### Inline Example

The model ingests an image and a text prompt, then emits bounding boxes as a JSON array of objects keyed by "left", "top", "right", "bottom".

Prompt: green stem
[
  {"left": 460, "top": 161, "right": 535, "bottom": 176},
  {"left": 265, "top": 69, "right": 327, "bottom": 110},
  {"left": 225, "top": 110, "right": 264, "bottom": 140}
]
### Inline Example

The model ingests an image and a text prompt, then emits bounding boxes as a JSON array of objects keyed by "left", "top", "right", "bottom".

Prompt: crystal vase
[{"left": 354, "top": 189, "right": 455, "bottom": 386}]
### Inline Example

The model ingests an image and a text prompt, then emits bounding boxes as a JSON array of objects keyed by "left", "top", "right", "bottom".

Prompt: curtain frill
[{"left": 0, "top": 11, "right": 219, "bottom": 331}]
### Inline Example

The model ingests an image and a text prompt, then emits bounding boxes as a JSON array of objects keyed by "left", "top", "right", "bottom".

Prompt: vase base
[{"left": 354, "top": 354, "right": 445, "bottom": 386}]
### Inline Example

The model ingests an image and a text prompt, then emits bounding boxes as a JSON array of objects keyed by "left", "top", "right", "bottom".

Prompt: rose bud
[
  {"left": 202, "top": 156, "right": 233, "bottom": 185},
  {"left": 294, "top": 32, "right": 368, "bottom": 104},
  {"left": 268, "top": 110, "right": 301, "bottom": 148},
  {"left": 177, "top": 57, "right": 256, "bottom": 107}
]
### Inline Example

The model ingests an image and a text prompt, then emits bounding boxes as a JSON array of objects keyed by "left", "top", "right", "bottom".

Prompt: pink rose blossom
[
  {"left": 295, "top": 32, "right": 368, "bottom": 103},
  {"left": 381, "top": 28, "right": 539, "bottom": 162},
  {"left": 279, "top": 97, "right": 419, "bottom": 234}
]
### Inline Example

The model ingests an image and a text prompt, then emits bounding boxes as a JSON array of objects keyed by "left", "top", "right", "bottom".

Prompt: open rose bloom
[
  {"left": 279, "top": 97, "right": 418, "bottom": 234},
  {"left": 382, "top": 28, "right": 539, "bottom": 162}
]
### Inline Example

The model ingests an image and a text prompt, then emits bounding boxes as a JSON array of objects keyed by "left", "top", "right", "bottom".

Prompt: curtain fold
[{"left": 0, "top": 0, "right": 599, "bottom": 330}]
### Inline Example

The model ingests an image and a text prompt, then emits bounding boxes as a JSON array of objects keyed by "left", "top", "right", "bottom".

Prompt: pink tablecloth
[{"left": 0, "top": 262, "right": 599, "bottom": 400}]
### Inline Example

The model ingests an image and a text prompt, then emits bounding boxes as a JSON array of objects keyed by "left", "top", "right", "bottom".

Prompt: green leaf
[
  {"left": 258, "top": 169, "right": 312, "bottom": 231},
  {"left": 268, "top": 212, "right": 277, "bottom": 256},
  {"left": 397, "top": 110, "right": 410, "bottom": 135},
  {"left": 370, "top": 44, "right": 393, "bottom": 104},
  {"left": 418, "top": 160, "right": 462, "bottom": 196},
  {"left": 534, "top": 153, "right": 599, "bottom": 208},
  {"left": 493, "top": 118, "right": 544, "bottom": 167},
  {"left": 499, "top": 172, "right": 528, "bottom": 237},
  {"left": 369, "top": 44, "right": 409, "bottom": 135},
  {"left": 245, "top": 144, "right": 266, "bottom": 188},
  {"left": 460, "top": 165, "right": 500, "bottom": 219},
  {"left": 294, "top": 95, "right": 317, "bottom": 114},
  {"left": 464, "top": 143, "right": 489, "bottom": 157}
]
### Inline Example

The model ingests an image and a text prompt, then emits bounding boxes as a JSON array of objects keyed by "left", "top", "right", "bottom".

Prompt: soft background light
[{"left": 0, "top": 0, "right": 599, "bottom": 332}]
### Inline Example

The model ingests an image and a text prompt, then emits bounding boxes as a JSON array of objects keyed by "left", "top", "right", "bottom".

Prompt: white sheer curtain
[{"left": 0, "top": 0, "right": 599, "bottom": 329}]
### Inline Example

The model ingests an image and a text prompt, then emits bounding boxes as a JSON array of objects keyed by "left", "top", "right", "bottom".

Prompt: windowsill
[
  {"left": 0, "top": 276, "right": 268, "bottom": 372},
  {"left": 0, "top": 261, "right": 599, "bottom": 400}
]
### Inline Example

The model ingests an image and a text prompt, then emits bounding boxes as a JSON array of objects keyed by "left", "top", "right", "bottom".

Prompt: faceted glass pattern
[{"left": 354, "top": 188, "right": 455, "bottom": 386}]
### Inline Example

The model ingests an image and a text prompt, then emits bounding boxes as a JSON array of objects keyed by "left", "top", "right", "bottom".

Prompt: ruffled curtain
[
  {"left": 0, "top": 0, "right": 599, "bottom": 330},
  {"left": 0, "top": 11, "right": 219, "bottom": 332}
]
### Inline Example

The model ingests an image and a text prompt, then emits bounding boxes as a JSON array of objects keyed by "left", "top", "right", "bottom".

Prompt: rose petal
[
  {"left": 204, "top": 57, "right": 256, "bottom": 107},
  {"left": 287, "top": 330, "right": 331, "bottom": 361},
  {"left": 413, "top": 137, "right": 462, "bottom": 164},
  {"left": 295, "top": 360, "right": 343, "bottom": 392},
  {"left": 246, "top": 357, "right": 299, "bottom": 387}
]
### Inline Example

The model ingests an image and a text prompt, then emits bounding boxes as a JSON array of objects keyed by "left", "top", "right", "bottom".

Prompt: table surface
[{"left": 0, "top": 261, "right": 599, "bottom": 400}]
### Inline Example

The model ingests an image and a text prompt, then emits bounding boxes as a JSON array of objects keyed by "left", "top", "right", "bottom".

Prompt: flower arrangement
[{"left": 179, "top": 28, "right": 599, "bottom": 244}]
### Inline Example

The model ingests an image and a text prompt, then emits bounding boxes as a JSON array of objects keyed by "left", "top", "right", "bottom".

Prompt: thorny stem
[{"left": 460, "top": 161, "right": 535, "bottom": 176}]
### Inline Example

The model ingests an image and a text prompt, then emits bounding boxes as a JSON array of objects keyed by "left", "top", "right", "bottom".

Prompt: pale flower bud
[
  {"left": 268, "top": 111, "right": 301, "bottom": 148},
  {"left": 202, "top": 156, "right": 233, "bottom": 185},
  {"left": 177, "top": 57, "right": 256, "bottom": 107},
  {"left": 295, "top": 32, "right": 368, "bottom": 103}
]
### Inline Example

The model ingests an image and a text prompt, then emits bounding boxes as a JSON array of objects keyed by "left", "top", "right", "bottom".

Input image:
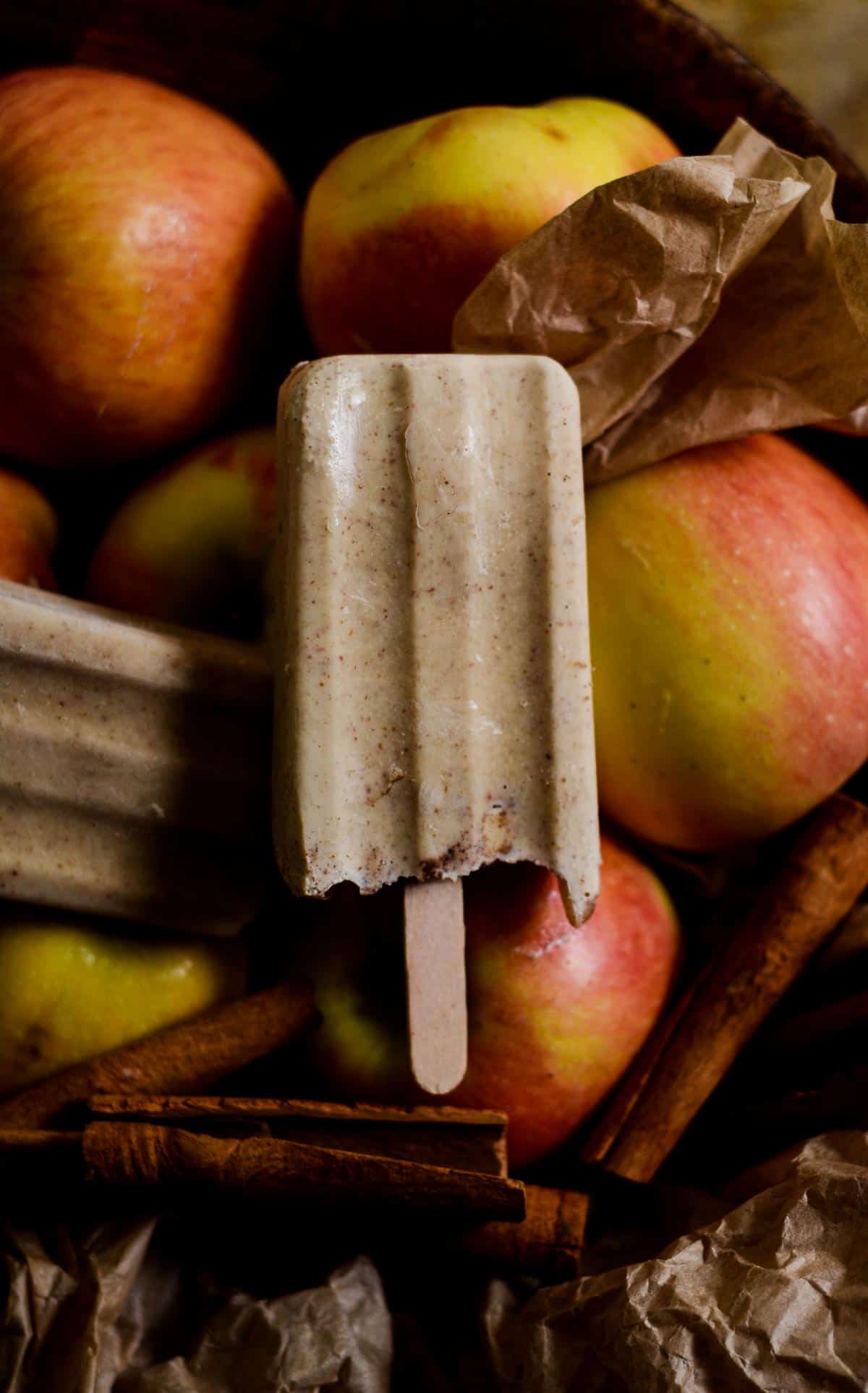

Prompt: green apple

========

■ The task
Pull out every line of the items that contains the word "vase", and treat uppercase and lowercase as different.

■ Written answer
Prompt: crystal vase
Prompt: vase base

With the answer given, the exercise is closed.